Records for processing:
/---

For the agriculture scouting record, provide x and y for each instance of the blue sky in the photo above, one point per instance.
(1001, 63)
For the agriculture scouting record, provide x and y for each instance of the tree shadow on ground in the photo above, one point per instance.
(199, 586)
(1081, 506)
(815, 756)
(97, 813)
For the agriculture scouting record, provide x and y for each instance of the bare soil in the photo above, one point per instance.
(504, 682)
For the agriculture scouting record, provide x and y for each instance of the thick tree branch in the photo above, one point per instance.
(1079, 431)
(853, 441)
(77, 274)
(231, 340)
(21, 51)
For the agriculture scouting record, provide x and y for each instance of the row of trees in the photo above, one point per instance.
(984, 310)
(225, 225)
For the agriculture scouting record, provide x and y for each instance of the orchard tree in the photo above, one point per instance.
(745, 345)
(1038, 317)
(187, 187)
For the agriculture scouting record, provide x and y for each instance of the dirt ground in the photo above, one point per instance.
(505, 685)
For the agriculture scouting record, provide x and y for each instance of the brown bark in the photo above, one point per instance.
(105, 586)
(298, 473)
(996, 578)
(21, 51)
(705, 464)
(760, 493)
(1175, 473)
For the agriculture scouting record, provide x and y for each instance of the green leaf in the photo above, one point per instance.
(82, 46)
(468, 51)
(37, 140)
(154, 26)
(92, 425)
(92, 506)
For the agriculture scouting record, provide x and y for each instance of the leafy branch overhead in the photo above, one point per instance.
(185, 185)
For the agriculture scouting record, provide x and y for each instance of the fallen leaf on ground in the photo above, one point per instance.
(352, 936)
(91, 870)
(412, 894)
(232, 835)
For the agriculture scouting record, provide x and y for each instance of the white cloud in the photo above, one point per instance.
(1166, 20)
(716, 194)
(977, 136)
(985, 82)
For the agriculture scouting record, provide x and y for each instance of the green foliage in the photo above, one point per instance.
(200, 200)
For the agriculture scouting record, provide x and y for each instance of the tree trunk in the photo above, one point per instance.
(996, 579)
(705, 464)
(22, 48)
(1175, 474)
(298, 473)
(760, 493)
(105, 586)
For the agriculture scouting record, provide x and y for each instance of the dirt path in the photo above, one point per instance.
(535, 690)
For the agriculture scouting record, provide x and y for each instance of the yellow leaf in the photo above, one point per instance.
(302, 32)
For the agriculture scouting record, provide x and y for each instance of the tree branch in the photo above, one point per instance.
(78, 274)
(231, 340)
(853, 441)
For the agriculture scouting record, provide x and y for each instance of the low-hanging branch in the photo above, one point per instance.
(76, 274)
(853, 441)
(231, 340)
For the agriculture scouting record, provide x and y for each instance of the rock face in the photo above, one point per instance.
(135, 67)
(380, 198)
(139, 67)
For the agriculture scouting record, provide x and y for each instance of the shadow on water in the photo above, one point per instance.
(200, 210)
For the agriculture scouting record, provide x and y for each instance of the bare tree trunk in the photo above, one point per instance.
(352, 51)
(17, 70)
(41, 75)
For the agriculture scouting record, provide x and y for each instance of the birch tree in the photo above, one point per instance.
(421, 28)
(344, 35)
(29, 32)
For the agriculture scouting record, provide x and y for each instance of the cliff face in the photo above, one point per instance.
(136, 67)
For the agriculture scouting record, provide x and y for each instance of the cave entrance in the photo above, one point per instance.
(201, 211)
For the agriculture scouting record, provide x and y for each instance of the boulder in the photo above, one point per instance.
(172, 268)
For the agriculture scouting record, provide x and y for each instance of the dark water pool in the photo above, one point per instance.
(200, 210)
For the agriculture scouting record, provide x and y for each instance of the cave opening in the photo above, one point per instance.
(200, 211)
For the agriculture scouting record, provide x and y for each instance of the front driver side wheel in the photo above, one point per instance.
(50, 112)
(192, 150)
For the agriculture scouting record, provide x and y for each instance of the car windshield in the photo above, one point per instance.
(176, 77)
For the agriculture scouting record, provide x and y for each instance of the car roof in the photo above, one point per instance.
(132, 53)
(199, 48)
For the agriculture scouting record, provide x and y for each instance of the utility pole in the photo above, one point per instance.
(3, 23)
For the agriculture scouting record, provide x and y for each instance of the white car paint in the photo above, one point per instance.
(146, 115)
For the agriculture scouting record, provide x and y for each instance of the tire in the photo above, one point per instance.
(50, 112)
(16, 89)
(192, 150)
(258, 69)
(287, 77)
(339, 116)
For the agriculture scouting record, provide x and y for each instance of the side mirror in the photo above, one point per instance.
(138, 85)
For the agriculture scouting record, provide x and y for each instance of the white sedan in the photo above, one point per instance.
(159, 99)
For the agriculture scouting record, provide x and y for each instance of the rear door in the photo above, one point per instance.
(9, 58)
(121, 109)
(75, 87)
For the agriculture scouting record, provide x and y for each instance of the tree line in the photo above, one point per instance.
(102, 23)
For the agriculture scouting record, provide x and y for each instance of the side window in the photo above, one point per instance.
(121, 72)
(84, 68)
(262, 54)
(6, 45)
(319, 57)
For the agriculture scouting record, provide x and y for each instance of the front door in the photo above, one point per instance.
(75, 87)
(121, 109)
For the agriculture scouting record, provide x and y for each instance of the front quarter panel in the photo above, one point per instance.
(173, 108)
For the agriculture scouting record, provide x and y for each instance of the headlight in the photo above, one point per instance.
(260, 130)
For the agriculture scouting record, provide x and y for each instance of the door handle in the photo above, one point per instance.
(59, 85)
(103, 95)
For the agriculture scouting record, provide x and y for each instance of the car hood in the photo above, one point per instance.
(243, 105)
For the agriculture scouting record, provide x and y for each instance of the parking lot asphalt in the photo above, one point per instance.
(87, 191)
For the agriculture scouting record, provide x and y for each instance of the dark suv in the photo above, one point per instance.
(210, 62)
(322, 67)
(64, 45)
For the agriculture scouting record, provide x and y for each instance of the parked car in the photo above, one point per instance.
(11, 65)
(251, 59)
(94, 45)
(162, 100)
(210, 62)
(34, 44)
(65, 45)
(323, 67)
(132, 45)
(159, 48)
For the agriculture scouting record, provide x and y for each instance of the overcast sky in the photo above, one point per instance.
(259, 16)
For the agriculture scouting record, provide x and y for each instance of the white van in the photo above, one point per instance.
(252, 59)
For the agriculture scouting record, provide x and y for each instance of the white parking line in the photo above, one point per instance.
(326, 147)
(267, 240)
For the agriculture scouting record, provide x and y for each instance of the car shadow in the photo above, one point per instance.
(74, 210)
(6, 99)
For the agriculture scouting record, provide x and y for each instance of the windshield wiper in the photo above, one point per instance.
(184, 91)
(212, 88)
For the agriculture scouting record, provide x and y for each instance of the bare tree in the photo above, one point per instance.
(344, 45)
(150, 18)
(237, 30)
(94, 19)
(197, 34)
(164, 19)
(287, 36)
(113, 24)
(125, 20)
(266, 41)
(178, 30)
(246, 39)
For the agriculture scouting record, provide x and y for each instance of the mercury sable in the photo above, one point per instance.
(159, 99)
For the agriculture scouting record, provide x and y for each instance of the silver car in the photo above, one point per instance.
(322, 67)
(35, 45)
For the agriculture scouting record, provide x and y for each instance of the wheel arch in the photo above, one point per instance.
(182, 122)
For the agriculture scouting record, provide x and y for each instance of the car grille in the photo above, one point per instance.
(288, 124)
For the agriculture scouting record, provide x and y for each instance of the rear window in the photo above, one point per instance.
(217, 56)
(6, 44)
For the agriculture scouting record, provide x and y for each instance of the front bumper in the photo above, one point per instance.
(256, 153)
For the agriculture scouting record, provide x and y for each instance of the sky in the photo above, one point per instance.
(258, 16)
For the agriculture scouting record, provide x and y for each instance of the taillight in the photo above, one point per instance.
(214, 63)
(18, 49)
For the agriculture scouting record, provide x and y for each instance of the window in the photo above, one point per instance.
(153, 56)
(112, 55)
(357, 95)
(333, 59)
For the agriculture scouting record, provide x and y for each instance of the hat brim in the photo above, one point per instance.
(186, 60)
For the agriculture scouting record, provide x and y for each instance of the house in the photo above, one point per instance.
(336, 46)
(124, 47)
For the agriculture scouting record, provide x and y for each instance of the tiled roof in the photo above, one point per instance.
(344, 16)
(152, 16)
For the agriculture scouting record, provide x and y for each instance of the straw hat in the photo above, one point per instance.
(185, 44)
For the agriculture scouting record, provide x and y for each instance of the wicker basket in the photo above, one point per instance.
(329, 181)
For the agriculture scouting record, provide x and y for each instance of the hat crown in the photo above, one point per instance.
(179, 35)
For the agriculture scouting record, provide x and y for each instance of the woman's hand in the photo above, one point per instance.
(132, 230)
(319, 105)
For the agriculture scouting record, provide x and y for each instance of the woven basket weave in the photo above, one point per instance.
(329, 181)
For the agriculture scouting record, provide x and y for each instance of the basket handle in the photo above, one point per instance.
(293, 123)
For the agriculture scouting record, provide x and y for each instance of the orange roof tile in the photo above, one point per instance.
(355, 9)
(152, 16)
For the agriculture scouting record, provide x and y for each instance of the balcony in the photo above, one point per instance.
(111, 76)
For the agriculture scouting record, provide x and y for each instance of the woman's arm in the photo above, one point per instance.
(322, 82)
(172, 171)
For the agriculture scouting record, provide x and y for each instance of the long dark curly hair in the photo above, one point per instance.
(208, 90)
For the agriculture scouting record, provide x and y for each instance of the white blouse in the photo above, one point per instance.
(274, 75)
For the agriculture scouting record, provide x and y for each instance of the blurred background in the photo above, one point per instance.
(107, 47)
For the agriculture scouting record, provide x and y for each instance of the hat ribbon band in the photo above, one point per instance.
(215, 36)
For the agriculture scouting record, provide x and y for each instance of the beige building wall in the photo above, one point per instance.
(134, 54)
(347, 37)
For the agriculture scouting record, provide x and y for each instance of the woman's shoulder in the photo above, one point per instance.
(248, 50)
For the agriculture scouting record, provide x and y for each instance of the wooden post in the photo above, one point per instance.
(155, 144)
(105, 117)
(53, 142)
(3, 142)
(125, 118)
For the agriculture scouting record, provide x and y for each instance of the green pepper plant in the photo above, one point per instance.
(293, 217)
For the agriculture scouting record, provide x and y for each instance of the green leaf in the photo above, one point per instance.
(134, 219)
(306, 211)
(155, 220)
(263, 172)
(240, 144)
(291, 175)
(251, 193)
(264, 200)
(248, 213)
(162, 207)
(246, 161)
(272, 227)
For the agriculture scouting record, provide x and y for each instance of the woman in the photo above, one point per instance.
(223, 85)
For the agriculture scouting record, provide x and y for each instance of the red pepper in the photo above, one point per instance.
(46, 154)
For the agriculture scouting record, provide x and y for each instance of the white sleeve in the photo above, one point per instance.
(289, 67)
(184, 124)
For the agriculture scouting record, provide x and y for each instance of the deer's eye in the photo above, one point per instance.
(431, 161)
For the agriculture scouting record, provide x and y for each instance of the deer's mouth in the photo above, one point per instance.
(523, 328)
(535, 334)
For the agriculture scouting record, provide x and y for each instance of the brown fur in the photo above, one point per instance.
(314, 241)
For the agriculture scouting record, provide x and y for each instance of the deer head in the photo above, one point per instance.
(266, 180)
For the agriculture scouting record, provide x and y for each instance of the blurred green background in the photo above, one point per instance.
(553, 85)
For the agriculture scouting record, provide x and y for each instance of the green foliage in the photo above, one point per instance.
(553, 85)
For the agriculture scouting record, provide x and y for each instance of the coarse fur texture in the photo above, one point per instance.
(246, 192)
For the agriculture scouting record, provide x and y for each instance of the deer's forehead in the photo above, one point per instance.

\---

Task: Write out again everything from the line with "the woman in" down to the end of the data, including the request lines. Multiply every x and y point in the answers by 1.4 and round to whole numbers, with halves going up.

Final answer:
For the agriculture scouting record, provide x and y for each instance of the woman in the photo above, one point per instance.
(312, 119)
For the agriculture scouting record, provide x and y for each instance of the red pepper in the photo above, one point per instance.
(64, 216)
For the agriculture scouting record, provide x and y for each instance of the white sleeve in the photo above, one point per instance.
(405, 94)
(258, 174)
For the agriculture scouting record, provide x and y for each instance of the deer's eye in the photo above, one point per instance.
(603, 225)
For the agriculture scouting record, provide x and y for each instance of the deer's mouth in the photo above, one point per instance.
(732, 459)
(749, 468)
For the agriculture scouting record, provide x and y for each instance of the brown fur in the photo above, one point per instance.
(440, 337)
For the agriculture scouting record, provide x and y for each instance of the deer head in the photo above, one point per instance.
(372, 252)
For the agriculture scouting record, provide x and y for each instance of the blurred green background in the photo above, one point per instance.
(774, 119)
For the agriculture scouting record, provide x and y for each instance of the green foliage in the photo above, one point per instance.
(774, 119)
For the agriculture scouting record, provide x and y for each instance of the coarse fur texture in the photo above, one point per instance.
(344, 269)
For the agriculture scouting record, provide x and y for each instance of the deer's forehead in the photo above, one point per instance.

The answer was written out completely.